Goal
Can you duplicate every one of the entries below line for line, leaving out the pictures?

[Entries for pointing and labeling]
--- start ---

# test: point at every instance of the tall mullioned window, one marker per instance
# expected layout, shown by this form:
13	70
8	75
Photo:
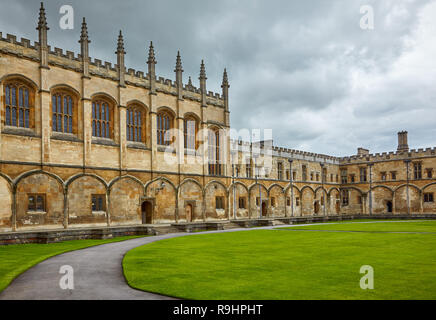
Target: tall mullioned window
417	170
363	175
344	178
101	119
164	125
62	112
248	172
18	105
214	153
135	124
345	198
190	131
304	172
280	170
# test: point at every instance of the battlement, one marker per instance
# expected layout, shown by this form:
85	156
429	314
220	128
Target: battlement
244	146
386	156
69	60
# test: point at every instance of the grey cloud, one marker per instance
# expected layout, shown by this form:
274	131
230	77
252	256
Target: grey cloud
293	65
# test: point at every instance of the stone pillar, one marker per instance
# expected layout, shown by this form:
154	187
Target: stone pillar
421	201
14	208
123	138
87	124
65	208
108	211
44	104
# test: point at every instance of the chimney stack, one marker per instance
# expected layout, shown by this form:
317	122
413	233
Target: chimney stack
402	141
362	151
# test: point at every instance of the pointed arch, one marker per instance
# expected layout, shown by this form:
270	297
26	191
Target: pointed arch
77	176
38	171
19	77
130	177
190	180
215	182
157	179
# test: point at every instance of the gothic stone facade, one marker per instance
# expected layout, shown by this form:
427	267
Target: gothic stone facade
83	143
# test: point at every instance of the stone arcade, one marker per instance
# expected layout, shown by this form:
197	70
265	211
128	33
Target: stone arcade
84	143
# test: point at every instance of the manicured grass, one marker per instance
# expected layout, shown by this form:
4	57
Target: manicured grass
17	258
282	264
394	226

--- end ---

Expected output
# test: point at every instance of the tall mullioned window, one marker per instance
# expected layout, shown by this form:
13	70
8	75
Photo:
Target: tall mullioned window
417	170
363	175
344	178
101	119
164	125
62	112
248	172
18	105
214	153
135	124
345	198
190	131
304	172
280	170
# test: point at every instance of the battlement, one marker per instance
# expected layout, shown by this form:
85	156
429	314
220	128
Target: battlement
244	146
386	156
69	60
# test: point at every instance of the grey cloud, one marker per instance
# expected layout, shown by this form:
274	131
230	77
252	256
Target: grey cloud
293	65
# test: point at every instance of the stone pillar, one marker per instance
# expected layout, shown by this form:
154	187
Target: stone pillar
421	201
14	208
123	138
87	124
65	208
108	211
44	104
# test: point at every instance of the chimney stack, one marker per instance
# expected layout, shown by this form:
317	122
413	233
Target: chimney stack
402	141
362	151
# test: point at every instance of the pointed arch, one marker per instance
# expected layout, shown by this form:
270	297
26	191
Target: pointed arch
77	176
38	171
19	77
130	177
190	180
215	182
157	179
# test: point at every instance of the gothic stone facade, one marker per instance
# expected layout, shown by this form:
427	267
Target: gothic stone facade
83	143
# test: point at every instance of the stone arcade, one marker per instance
# expected layout, shown by this form:
197	70
265	211
128	33
Target: stone arcade
84	143
# test: point at every instance of the manicured grass, one marker per instance
# expected layout, shown by this form:
4	57
Target: manicured grass
17	258
282	264
394	226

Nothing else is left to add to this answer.